* What you should do
Each line below with the word "every" needs to be copied.
╭──
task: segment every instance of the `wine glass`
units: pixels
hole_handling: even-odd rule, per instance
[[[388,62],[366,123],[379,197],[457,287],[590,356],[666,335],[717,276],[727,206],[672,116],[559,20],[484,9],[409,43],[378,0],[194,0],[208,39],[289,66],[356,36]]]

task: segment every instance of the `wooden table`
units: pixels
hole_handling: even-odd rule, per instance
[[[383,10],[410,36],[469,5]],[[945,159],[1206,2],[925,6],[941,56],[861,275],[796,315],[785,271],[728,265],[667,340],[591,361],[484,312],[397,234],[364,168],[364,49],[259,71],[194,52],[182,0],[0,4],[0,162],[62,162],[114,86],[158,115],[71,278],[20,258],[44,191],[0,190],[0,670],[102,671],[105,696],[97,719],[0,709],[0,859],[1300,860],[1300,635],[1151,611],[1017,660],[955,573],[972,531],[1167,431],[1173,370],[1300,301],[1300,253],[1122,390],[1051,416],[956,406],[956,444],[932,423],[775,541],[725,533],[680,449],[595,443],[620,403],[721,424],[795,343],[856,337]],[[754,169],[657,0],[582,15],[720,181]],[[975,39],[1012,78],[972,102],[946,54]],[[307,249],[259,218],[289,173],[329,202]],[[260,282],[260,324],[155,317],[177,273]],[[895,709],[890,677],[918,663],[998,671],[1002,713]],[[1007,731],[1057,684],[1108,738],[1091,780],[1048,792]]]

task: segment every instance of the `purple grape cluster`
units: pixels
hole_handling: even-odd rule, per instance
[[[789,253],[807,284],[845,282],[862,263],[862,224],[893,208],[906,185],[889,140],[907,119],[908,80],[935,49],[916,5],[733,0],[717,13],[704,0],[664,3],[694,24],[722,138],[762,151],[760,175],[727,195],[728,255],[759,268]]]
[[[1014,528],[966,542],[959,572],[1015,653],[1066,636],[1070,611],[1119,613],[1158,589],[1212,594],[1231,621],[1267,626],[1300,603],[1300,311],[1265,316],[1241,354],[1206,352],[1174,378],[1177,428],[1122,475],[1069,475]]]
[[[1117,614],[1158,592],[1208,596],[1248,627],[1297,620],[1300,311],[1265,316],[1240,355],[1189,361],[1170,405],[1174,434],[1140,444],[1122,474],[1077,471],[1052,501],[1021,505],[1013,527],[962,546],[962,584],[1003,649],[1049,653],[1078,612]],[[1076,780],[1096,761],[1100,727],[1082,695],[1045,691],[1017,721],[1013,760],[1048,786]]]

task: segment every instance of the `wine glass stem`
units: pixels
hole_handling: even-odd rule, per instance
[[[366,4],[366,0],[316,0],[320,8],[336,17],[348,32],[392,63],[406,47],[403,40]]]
╰──
* Result
task: segment every instance of the `wine glass`
task: segment every instance of the `wooden table`
task: segment every instance of the `purple grape cluster`
task: segment every instance of the `wine glass stem`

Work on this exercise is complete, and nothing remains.